--- Material for the task ---
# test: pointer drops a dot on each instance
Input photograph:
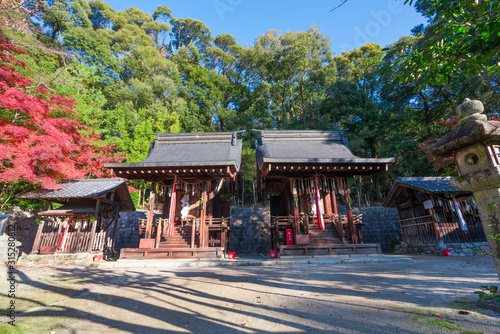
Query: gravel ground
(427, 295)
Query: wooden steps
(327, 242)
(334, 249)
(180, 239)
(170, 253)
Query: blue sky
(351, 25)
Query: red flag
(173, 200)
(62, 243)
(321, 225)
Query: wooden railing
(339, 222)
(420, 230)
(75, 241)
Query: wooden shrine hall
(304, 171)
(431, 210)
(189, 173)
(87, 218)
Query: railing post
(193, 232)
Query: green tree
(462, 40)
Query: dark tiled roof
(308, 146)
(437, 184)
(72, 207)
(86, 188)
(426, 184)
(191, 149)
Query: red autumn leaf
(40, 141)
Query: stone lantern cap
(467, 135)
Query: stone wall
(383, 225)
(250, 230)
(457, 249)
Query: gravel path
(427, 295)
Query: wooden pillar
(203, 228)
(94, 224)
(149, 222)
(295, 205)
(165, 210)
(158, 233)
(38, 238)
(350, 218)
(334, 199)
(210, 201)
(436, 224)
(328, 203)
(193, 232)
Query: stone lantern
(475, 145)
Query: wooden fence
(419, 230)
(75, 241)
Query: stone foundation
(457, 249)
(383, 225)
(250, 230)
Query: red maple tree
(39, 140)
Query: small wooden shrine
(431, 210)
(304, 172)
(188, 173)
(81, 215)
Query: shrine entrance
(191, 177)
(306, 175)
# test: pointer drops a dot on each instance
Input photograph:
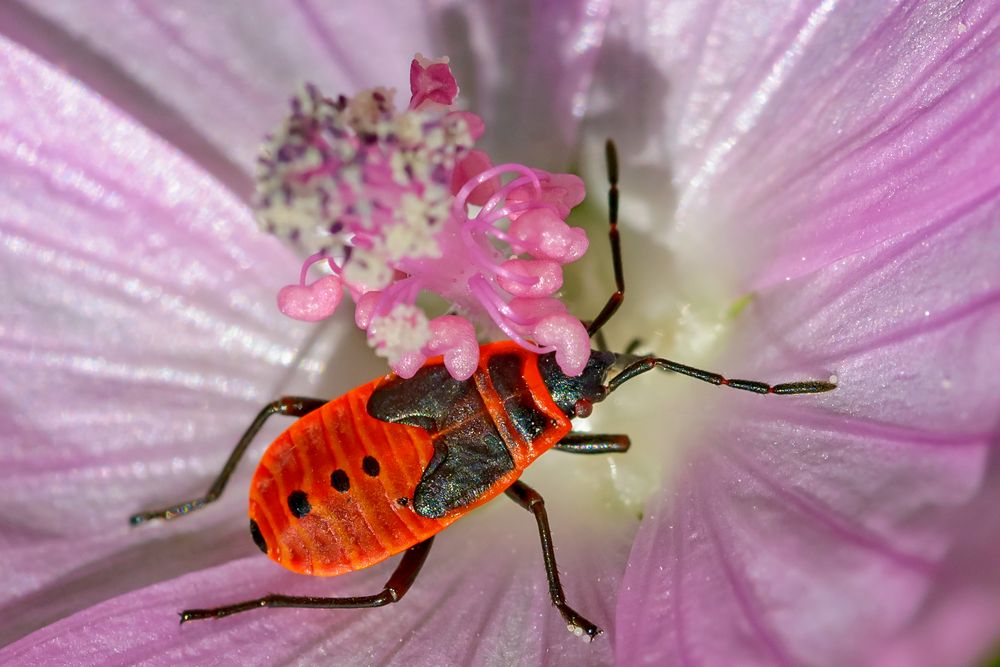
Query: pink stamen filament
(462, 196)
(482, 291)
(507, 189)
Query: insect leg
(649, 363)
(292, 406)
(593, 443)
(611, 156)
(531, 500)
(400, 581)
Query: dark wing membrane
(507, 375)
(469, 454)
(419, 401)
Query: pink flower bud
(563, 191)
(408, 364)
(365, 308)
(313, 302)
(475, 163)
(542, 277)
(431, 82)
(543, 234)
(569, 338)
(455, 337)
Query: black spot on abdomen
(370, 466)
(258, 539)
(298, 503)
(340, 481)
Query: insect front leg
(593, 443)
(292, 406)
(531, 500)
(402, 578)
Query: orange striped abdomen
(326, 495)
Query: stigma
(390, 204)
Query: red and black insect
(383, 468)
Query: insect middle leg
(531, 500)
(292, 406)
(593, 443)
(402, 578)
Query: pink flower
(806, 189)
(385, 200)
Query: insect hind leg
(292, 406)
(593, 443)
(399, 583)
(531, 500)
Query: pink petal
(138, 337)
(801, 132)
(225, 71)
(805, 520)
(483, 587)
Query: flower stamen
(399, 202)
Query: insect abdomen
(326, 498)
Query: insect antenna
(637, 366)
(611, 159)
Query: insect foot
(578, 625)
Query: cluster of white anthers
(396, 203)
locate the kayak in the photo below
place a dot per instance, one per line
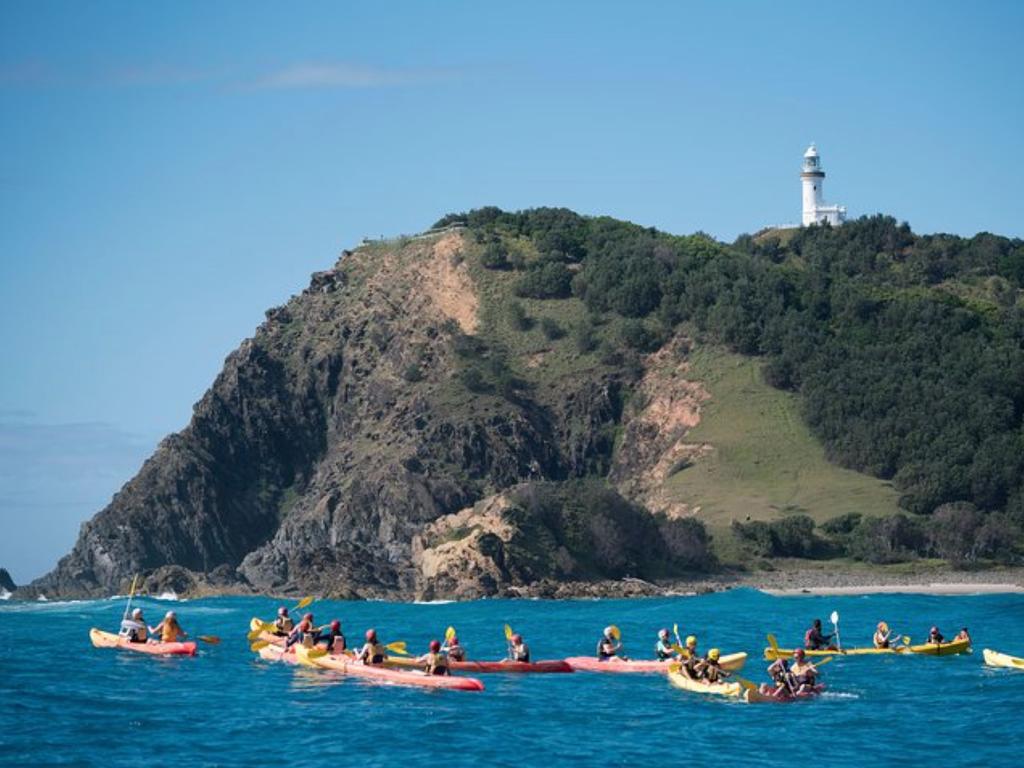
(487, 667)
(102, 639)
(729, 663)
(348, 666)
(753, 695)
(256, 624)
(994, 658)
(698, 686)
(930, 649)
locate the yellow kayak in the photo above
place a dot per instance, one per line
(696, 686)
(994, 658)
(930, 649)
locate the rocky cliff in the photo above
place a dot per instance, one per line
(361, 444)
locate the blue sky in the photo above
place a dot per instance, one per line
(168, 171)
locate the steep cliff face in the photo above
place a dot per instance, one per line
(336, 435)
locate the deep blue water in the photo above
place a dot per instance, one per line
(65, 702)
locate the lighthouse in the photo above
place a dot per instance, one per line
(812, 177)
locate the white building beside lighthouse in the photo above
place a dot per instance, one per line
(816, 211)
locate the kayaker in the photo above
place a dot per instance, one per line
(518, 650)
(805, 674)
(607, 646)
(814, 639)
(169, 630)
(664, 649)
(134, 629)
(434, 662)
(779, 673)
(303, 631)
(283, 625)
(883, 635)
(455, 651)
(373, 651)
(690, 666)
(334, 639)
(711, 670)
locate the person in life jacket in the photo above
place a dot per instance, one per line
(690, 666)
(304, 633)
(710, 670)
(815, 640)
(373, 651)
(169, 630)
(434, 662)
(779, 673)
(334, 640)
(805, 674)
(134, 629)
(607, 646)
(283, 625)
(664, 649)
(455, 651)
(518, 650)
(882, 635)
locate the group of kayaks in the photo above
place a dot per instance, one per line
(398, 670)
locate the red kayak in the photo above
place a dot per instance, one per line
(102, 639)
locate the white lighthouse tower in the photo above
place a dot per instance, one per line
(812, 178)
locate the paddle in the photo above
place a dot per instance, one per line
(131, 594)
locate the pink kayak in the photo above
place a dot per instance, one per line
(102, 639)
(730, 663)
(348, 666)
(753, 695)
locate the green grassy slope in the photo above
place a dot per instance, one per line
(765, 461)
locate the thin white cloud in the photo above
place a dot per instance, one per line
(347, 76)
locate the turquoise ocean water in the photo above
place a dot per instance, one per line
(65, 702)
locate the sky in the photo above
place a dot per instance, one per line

--

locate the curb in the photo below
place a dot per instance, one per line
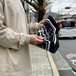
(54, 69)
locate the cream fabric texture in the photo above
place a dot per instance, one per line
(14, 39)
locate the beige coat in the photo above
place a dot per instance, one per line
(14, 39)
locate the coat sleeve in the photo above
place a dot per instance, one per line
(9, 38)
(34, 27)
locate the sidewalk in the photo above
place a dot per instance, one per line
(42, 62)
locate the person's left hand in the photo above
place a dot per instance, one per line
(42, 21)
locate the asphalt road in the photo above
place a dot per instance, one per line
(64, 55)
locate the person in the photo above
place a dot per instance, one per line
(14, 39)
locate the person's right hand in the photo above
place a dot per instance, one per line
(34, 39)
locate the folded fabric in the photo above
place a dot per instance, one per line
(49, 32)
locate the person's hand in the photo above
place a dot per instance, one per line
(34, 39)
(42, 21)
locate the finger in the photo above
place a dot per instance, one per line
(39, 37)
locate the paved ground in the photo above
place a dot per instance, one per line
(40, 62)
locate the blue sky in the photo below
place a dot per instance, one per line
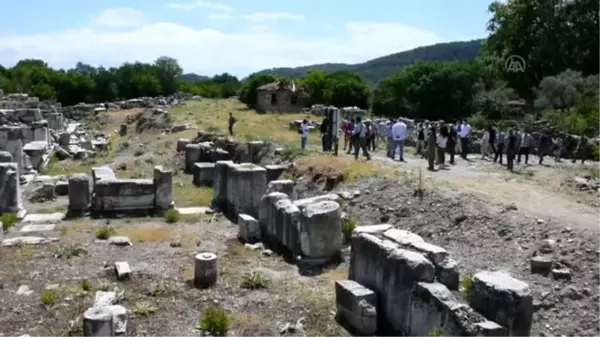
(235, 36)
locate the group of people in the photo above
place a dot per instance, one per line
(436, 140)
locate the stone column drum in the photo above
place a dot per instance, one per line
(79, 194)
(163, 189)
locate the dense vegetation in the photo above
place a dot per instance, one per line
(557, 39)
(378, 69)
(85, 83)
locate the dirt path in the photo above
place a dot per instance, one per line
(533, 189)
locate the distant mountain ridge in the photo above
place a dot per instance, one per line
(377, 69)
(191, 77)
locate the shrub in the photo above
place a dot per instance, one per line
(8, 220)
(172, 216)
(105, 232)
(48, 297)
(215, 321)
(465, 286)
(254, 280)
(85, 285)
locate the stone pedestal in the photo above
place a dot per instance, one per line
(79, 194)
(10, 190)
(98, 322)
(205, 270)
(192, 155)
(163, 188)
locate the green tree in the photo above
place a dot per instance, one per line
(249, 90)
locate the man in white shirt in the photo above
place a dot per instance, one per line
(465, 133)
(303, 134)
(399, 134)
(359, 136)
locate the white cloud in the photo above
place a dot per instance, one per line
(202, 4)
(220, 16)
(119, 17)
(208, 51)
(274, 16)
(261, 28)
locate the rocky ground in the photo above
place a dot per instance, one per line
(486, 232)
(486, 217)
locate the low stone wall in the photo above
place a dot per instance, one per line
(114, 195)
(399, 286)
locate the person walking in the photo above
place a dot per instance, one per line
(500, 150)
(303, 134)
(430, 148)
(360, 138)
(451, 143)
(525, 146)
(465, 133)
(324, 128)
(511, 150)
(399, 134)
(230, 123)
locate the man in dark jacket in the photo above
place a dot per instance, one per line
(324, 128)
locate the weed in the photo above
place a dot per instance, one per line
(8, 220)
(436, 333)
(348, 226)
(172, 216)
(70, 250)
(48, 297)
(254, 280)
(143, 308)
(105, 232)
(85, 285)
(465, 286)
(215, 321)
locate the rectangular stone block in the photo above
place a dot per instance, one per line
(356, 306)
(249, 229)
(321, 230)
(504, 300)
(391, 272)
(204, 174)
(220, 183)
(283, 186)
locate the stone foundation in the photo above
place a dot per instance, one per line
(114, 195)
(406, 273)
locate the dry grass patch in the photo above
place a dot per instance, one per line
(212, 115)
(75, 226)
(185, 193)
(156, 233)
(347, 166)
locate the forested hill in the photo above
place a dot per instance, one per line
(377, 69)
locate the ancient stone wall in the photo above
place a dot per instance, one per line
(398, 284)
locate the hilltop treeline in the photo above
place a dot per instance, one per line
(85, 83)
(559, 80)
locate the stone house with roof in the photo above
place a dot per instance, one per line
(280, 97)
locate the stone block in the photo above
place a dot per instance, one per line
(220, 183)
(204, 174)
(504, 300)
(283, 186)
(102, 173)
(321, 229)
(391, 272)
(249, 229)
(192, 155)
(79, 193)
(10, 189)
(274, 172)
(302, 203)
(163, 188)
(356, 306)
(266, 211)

==

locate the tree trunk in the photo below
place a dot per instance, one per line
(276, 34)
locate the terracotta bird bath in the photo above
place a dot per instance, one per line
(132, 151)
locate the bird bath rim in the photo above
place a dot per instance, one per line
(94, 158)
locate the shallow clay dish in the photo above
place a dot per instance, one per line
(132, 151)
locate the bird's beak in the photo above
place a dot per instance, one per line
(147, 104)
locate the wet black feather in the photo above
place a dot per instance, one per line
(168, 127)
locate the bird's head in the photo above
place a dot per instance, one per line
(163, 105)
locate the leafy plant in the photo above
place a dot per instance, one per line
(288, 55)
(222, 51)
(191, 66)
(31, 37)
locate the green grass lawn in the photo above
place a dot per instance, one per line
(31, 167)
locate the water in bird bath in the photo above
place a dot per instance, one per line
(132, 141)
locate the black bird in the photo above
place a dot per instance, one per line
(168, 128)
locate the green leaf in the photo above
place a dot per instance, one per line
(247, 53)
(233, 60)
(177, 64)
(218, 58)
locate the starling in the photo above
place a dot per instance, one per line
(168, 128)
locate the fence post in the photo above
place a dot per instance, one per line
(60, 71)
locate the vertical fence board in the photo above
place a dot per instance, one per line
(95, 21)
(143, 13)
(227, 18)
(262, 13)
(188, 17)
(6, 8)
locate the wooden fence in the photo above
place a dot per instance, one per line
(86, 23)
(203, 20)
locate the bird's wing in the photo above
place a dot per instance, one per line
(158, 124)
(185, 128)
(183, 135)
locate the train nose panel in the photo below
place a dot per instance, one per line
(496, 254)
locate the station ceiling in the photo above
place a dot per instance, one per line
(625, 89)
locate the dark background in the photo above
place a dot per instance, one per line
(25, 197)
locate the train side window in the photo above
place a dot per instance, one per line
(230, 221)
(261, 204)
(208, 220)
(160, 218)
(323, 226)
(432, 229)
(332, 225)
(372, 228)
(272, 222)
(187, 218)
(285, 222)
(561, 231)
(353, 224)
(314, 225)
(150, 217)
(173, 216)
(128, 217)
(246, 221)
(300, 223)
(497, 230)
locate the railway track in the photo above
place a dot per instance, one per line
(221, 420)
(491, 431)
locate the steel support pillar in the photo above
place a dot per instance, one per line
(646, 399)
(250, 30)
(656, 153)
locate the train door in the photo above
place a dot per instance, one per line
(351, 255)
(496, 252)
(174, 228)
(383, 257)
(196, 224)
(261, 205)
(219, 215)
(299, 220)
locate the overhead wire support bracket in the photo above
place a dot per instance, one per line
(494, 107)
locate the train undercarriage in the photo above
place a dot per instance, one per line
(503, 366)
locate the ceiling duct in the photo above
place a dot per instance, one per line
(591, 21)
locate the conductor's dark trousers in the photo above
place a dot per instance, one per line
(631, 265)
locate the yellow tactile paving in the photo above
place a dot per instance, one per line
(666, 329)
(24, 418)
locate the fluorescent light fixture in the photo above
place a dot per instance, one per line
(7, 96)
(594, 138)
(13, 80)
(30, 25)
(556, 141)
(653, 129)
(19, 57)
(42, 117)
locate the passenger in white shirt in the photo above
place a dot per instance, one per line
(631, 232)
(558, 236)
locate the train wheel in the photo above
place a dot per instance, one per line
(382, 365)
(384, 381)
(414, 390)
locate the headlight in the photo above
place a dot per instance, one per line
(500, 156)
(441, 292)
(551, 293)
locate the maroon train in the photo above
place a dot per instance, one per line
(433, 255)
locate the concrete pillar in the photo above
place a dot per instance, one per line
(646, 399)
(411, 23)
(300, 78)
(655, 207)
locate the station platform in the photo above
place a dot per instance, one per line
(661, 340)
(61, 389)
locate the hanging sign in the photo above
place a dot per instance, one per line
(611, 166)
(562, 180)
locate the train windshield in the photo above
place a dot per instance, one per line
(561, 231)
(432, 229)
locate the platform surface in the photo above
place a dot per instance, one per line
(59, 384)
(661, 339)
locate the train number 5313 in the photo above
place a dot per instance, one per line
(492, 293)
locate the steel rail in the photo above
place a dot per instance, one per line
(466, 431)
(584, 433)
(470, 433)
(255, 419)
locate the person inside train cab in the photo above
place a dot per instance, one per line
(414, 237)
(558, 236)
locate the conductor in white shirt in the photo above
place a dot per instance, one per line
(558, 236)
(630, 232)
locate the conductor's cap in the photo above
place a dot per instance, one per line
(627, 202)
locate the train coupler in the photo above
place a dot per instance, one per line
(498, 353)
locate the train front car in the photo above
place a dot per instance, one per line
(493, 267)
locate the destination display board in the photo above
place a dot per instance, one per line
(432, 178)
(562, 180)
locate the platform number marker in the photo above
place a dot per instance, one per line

--- Work task ---
List the lines of the entries that include "hand".

--- Exercise result ---
locate the person's left hand in the photo above
locate the person's right hand in the photo above
locate the person's hand in the photo above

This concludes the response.